For more than six decades, the Peace Corps has represented itself as an agency focused on helping underserved communities around the globe. But a new initiative, called the “Tech Corps,” threatens to unravel the agency’s original mission by recruiting de facto Silicon Valley salespeople to promote the biggest names in AI — many of which have ties to President Donald Trump.

Established by President John F. Kennedy in 1961, the Peace Corps recruited skilled Americans interested in assisting developing countries in industries like education, healthcare, and agriculture. As noted by the Brookings Institution, the agency was created to “win the hearts and minds” of countries not aligned with the US during the Cold War. Now, the version of diplomacy it will be pushing is the vision of America-made AI tools in a bid to “enhance opportunity and prosperity” in developing countries.

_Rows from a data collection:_
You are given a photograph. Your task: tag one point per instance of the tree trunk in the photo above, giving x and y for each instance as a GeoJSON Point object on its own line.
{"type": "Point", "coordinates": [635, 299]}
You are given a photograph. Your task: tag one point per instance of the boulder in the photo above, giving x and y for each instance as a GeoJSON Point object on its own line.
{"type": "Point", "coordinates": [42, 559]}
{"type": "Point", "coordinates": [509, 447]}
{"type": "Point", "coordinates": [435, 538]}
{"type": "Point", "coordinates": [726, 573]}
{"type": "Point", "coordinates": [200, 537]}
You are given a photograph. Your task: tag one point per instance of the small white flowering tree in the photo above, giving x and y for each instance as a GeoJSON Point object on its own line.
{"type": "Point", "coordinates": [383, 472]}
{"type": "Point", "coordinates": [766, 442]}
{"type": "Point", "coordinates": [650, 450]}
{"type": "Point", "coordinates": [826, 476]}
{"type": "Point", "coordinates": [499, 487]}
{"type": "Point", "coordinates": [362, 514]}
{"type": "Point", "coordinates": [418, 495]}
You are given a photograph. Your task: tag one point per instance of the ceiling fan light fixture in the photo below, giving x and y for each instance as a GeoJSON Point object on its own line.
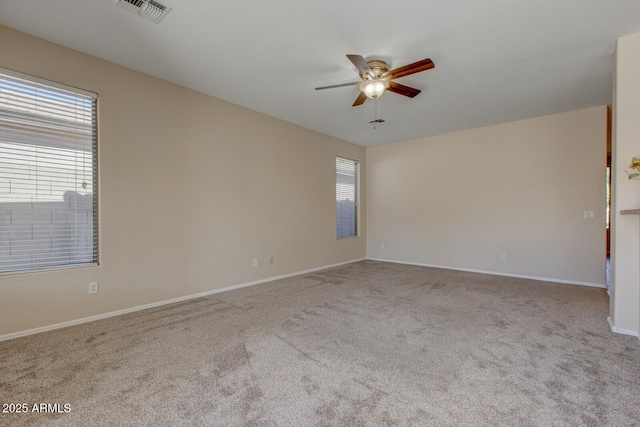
{"type": "Point", "coordinates": [374, 88]}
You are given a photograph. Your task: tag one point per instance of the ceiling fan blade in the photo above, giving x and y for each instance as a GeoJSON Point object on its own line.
{"type": "Point", "coordinates": [416, 67]}
{"type": "Point", "coordinates": [402, 89]}
{"type": "Point", "coordinates": [340, 85]}
{"type": "Point", "coordinates": [361, 64]}
{"type": "Point", "coordinates": [360, 99]}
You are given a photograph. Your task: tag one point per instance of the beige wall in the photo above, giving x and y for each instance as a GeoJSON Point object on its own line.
{"type": "Point", "coordinates": [191, 190]}
{"type": "Point", "coordinates": [461, 200]}
{"type": "Point", "coordinates": [625, 236]}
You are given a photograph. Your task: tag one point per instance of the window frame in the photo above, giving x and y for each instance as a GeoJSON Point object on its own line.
{"type": "Point", "coordinates": [356, 207]}
{"type": "Point", "coordinates": [64, 91]}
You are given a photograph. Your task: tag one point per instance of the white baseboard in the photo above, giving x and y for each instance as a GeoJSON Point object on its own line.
{"type": "Point", "coordinates": [495, 273]}
{"type": "Point", "coordinates": [621, 331]}
{"type": "Point", "coordinates": [161, 303]}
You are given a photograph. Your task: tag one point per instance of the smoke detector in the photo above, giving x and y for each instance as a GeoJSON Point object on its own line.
{"type": "Point", "coordinates": [147, 9]}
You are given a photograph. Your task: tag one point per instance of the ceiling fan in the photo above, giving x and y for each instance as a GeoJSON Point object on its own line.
{"type": "Point", "coordinates": [376, 78]}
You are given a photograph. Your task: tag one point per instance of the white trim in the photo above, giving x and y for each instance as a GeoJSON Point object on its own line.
{"type": "Point", "coordinates": [621, 331]}
{"type": "Point", "coordinates": [495, 273]}
{"type": "Point", "coordinates": [165, 302]}
{"type": "Point", "coordinates": [44, 82]}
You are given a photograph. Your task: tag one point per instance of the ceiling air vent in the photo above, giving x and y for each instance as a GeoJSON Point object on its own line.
{"type": "Point", "coordinates": [147, 9]}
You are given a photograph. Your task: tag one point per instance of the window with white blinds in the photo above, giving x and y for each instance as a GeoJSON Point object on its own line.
{"type": "Point", "coordinates": [347, 172]}
{"type": "Point", "coordinates": [48, 175]}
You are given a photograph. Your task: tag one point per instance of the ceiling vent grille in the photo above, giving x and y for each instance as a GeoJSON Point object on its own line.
{"type": "Point", "coordinates": [147, 9]}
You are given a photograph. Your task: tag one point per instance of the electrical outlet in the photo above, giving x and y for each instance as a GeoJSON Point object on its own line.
{"type": "Point", "coordinates": [93, 287]}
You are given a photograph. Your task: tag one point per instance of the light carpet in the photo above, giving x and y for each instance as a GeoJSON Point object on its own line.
{"type": "Point", "coordinates": [365, 344]}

_Exercise description:_
From the Peace Corps text:
1. What is the name of the new initiative?
2. Who established the Peace Corps, and in what year?
3. Which institution noted that the agency was created to "win the hearts and minds" of countries not aligned with the US?
Rely only on the Peace Corps text to answer.

_Final answer:_
1. The "Tech Corps."
2. President John F. Kennedy, in 1961.
3. The Brookings Institution.